* TASK PROMPT:
Locate the line containing "Objective: for every instance of the wooden", then please write out that line and all the lines below it in the entries exactly.

====

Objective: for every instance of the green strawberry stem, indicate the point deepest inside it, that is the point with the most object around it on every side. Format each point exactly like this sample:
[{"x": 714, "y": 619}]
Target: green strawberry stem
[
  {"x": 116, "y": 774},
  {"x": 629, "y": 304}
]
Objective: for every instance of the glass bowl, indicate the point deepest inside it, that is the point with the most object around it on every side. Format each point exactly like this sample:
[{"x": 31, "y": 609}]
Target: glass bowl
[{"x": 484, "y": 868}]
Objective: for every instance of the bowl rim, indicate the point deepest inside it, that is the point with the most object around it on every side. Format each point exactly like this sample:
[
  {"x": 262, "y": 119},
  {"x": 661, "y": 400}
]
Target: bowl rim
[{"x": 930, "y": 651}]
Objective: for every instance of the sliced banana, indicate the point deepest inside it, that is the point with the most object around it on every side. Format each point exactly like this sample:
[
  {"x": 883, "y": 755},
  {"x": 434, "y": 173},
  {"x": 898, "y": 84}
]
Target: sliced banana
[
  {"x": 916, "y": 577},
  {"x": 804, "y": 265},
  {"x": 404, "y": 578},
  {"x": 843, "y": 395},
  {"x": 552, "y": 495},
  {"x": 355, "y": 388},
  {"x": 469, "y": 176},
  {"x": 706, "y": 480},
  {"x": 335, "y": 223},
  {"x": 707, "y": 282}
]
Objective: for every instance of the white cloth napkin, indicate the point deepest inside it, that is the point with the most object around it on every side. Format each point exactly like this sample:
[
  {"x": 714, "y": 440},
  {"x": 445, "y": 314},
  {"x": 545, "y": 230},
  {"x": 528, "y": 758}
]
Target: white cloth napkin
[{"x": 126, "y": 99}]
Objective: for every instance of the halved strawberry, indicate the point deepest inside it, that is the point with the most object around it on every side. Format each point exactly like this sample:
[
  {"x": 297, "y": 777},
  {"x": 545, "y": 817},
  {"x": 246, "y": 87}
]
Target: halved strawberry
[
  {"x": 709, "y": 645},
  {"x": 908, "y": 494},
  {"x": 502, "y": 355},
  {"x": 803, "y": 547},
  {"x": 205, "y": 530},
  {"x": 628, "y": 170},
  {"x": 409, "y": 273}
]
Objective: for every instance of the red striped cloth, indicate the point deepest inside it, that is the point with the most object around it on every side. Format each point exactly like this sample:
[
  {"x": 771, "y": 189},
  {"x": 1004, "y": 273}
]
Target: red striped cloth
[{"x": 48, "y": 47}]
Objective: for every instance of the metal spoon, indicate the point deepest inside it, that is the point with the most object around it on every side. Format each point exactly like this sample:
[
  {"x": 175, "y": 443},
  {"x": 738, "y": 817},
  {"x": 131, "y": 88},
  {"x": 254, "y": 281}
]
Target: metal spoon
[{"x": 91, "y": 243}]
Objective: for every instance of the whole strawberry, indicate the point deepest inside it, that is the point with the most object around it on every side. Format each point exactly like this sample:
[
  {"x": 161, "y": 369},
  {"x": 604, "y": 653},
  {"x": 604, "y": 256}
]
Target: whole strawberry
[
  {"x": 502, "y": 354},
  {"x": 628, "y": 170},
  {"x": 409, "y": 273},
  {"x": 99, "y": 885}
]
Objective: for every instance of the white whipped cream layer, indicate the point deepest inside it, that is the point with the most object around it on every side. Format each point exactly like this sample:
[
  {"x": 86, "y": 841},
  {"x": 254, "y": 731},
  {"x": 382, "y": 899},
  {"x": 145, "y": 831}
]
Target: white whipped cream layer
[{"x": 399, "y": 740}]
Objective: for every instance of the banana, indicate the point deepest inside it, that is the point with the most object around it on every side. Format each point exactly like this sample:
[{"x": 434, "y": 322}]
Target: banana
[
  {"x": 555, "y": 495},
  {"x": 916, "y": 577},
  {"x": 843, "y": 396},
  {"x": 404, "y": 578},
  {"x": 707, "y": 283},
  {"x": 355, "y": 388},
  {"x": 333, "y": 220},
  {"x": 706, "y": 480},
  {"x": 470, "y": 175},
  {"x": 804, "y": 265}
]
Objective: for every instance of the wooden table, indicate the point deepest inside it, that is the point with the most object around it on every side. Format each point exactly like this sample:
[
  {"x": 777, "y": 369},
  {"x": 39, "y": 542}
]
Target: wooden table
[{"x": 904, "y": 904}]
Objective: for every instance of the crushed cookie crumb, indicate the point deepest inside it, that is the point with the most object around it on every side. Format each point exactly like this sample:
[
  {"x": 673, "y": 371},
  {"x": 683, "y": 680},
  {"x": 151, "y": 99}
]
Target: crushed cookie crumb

====

* RESULT BELOW:
Objective: for every instance of the wooden table, indicate the point deepest inside it, that is the point with the most object around it on every side. Format each point exactly like this sample:
[
  {"x": 777, "y": 369},
  {"x": 39, "y": 542}
]
Target: wooden table
[{"x": 904, "y": 904}]
Objective: for every instance of the crushed cookie crumb, indicate the point deepest inside it, that is the point with the most object around it on every side. Format each point exactly like this sample:
[
  {"x": 673, "y": 371},
  {"x": 683, "y": 680},
  {"x": 151, "y": 99}
]
Target: crushed cookie crumb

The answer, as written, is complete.